# ZU ERLEDIGEN
Schreib aus dem Text über den St. Annaberg die Stelle von „Früher hieß der“ bis einschließlich „erschien erst später.“ wortgetreu ab.
─── VORGEGEBENER TEXT ───
Lage Polen, Oberschlesien
Koordinaten 50° 27′ 0″ N, 18° 10′ 0″ OKoordinaten: 50° 27′ 0″ N, 18° 10′ 0″ O
St. Annaberg (Polen)
St. Annaberg (Polen)

Früher hieß der Góra Świętej Anny „Chelmberg“, später wurde er Sankt Georgenberg genannt. Dies beweisen verschiedene Dokumente; beispielsweise wurde der Berg im Jahre 1657 als „Monte Georgi vulgo Chelm“ bezeichnet. Die Klosterchronik aus dem Jahre 1665 verzeichnete den Namen „Monte Chelm“, im Protokoll einer Visitation von 1679 wurde die Bezeichnung „monte Chelm“ verwendet. Auf einer Schlesierkarte von 1561 steht der Name „S. Georgenberg“ und 1712 „Georgenberg“. Der jetzige Name, der mit dem Kult der Heiligen Anna verbunden ist, erschien erst später.

Geschichte

Kloster und Wallfahrtsstätte

Die geschriebene Geschichte von Góra Świętej Anny begann im 15. Jahrhundert. Um 1480 liehen Krzysztof Strela, der damalige Herr auf Poremba (Poręba), und sein Sohn Krystek eine große Summe Geld, wahrscheinlich um eine Kirche auf dem ihnen gehörenden Berggipfel zu errichten. Kraft eines vom Breslauer Bischof Johannes Thurzo am 25. Juni 1516 unterschriebenen Dokuments übergab der Herr auf Poremba, Mikołaj Strela, die St. Annakirche auf dem Chelmberg dem Pfarrer der Pfarrei von Leschnitz zur Pflege. Der Berg wurde sehr schnell Ziel vieler Wallfahrten. Sein Rang wurde noch durch die Übergabe der St. Anna-Reliquien von Mikołaj Kochcicki - Besitzer von Ujest (Ujazd) - gehoben.
─── VORLIEGENDES MATERIAL ───
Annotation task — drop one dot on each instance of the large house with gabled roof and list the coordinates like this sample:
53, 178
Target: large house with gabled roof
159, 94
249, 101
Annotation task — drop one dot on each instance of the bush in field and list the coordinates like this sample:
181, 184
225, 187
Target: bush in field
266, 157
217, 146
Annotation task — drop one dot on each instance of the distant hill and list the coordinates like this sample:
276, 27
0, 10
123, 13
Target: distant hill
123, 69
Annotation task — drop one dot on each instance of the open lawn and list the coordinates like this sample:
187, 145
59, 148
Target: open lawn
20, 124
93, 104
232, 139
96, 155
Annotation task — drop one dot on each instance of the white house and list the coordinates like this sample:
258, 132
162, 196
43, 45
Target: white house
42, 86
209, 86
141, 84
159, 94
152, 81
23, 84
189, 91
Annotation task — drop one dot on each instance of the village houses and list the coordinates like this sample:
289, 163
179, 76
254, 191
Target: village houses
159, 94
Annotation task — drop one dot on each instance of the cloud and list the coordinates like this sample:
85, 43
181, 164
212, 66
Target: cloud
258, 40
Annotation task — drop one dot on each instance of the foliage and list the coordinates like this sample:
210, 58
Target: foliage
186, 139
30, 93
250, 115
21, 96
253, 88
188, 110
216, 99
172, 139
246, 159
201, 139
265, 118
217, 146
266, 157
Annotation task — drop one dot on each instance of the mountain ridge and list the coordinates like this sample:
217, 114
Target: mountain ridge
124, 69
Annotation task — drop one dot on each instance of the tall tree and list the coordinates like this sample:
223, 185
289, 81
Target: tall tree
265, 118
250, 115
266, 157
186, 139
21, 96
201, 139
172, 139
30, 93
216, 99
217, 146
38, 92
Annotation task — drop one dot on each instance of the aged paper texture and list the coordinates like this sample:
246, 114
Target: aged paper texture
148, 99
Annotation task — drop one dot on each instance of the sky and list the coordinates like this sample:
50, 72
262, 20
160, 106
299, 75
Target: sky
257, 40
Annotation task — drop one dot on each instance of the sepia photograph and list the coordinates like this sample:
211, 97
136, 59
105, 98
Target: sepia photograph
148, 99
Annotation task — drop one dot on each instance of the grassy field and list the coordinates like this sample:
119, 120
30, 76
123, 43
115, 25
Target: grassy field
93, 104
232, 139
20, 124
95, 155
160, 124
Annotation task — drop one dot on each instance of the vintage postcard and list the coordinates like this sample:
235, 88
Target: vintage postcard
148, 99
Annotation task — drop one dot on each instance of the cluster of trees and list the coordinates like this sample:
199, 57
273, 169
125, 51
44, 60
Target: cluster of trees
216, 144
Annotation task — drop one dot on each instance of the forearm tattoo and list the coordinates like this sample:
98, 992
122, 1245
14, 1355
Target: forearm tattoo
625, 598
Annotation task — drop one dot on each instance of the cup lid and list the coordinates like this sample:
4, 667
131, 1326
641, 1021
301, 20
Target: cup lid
───
# LÖSUNG
Früher hieß der Góra Świętej Anny „Chelmberg“, später wurde er Sankt Georgenberg genannt. Dies beweisen verschiedene Dokumente; beispielsweise wurde der Berg im Jahre 1657 als „Monte Georgi vulgo Chelm“ bezeichnet. Die Klosterchronik aus dem Jahre 1665 verzeichnete den Namen „Monte Chelm“, im Protokoll einer Visitation von 1679 wurde die Bezeichnung „monte Chelm“ verwendet. Auf einer Schlesierkarte von 1561 steht der Name „S. Georgenberg“ und 1712 „Georgenberg“. Der jetzige Name, der mit dem Kult der Heiligen Anna verbunden ist, erschien erst später.